- _WORK TO DO_: Reproduce all of the listing below without alteration.

[Data entries]
================================

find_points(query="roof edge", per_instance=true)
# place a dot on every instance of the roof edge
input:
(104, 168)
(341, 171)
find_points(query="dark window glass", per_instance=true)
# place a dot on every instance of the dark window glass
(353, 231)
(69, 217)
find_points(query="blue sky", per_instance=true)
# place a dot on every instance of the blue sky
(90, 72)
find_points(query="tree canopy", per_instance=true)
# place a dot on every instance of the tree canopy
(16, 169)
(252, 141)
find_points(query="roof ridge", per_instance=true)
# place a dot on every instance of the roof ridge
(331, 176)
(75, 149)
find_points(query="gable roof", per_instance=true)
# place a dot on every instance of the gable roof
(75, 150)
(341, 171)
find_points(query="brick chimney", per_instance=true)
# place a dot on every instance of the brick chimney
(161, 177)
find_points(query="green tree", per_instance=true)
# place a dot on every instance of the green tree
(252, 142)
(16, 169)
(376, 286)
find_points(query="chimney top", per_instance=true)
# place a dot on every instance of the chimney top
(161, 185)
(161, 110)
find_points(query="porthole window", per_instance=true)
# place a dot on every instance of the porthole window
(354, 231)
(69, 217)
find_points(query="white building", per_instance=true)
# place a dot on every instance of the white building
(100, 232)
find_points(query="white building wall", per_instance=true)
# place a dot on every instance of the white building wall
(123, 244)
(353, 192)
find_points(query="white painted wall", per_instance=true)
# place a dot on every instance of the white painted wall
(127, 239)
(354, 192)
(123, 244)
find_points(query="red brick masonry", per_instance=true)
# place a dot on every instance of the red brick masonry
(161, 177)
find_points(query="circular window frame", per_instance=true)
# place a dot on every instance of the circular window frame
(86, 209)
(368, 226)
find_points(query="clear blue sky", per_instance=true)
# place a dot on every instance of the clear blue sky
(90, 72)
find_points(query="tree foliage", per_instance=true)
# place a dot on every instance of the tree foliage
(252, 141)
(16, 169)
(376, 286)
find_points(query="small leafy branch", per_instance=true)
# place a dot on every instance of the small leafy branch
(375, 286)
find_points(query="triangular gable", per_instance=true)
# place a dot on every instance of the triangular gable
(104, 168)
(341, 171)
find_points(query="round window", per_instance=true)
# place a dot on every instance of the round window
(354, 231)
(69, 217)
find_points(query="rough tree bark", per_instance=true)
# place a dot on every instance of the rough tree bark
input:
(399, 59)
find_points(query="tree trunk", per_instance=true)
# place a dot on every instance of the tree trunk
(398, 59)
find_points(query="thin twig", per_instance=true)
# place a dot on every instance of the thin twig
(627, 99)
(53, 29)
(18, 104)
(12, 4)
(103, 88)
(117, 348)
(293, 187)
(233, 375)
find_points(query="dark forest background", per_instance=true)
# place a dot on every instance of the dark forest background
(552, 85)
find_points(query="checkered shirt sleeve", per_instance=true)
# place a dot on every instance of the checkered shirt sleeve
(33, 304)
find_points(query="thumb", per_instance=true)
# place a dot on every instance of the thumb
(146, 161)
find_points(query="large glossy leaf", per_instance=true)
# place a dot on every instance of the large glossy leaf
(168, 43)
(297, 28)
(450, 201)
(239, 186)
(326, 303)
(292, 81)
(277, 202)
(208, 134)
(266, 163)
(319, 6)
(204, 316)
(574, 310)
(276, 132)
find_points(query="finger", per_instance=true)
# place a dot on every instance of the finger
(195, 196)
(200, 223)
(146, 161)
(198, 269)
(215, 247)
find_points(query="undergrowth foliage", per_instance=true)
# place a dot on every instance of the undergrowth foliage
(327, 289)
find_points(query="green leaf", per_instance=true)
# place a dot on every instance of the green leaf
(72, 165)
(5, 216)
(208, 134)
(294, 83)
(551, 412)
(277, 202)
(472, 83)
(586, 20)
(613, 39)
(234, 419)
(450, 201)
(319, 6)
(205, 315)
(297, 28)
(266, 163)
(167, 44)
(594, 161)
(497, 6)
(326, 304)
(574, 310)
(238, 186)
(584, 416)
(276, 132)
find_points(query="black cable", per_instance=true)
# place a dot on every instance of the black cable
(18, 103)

================================

- _TASK SOLUTION_:
find_points(query="roof edge", per_instance=true)
# place a dot on every instance of the roof edge
input:
(104, 168)
(341, 171)
find_points(query="dark window glass", per_instance=true)
# place a dot on every instance of the dark window glass
(353, 231)
(69, 217)
find_points(query="blue sky", per_instance=true)
# place a dot on every instance of the blue sky
(90, 72)
find_points(query="tree canopy", per_instance=true)
# place a dot on every instance of the tree canopy
(16, 169)
(252, 141)
find_points(query="roof ridge", per_instance=true)
# place a dot on every instance of the roof ridge
(331, 176)
(75, 149)
find_points(query="gable roof", per_instance=true)
# place a dot on every instance of the gable roof
(75, 150)
(341, 171)
find_points(query="brick chimney", per_instance=true)
# place a dot on every instance of the brick chimney
(161, 177)
find_points(query="green tree", per_instance=true)
# place a dot on every instance of the green tree
(252, 142)
(16, 169)
(376, 286)
find_points(query="chimney top", per_instance=true)
# place a dot on every instance of the chimney top
(161, 185)
(161, 110)
find_points(query="porthole window", per_instance=true)
# place a dot on every instance of the porthole window
(354, 231)
(69, 217)
find_points(query="white building", per_instance=true)
# place a dot on every instance of the white building
(100, 232)
find_points(query="white building wall", per_instance=true)
# place a dot on every instance of the white building wall
(123, 244)
(353, 192)
find_points(query="white painted wall", per_instance=true)
# place a dot on every instance of the white painted wall
(127, 239)
(354, 192)
(123, 244)
find_points(query="red brick masonry", per_instance=true)
# place a dot on every instance of the red brick masonry
(161, 177)
find_points(query="circular window frame", per_instance=true)
# place a dot on every instance of the circular window frame
(86, 209)
(368, 226)
find_points(query="clear blue sky", per_instance=true)
# place a dot on every instance of the clear blue sky
(90, 72)
find_points(query="tree foliage", per_instance=true)
# place a dot on every instance of the tree foliage
(252, 141)
(16, 169)
(376, 286)
find_points(query="small leafy branch", per_instance=true)
# place a dot on every instance of the small leafy branch
(375, 286)
find_points(query="triangular gable", per_instance=true)
# place a dot on every instance of the triangular gable
(104, 168)
(341, 171)
find_points(query="round window", per_instance=true)
# place a dot on every instance of the round window
(354, 231)
(69, 217)
find_points(query="rough tree bark", per_instance=true)
# place a dot on every instance of the rough tree bark
input:
(399, 59)
find_points(query="tree trunk", per_instance=true)
# place a dot on every instance of the tree trunk
(398, 59)
find_points(query="thin twig", per_instance=true)
# place a dot on every instance of the thin twig
(627, 99)
(53, 29)
(18, 104)
(12, 4)
(103, 88)
(117, 348)
(293, 187)
(233, 375)
find_points(query="dark forest background", per_instance=true)
# place a dot on every instance of the dark forest background
(552, 85)
find_points(query="checkered shirt sleeve", per_instance=true)
# place a dot on every instance of the checkered shirt sleeve
(33, 304)
find_points(query="thumb", per_instance=true)
# place a dot on every instance of the thumb
(146, 161)
find_points(query="large glossy leaf", per_instance=true)
# place a dot on every instance of the large glossy leaf
(168, 43)
(297, 28)
(450, 201)
(239, 186)
(326, 303)
(292, 81)
(277, 202)
(208, 134)
(266, 163)
(319, 6)
(204, 316)
(574, 310)
(276, 132)
find_points(query="finger", per_instance=true)
# place a dot on every instance of the finger
(195, 196)
(200, 223)
(146, 161)
(198, 269)
(215, 247)
find_points(query="undergrowth foliage", per_instance=true)
# place a dot on every instance of the undergrowth foliage
(327, 289)
find_points(query="green leaf", per_instance=true)
# place a dot on every instance of the green leaf
(72, 165)
(5, 216)
(208, 134)
(294, 83)
(551, 412)
(277, 202)
(472, 83)
(586, 20)
(613, 39)
(234, 419)
(450, 201)
(319, 6)
(205, 315)
(297, 28)
(266, 163)
(167, 44)
(594, 161)
(497, 6)
(326, 304)
(574, 310)
(238, 186)
(584, 416)
(276, 132)
find_points(query="black cable", per_instance=true)
# place a dot on every instance of the black cable
(18, 103)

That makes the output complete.